Your instructions: Reproduce the records below with "mountain ridge" swapped for "mountain peak" and everything else left as it is. Leave the pictures out of your answer.
─── Records provided
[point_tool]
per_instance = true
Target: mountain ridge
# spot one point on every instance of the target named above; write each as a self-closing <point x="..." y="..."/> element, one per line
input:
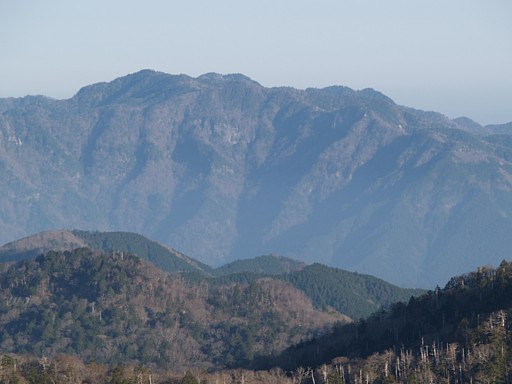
──────
Solved exercise:
[point_tool]
per_instance = true
Target: mountain peak
# spot one point on every instance of the target named above; write each as a self-closing <point x="..." y="..."/> element, one per line
input:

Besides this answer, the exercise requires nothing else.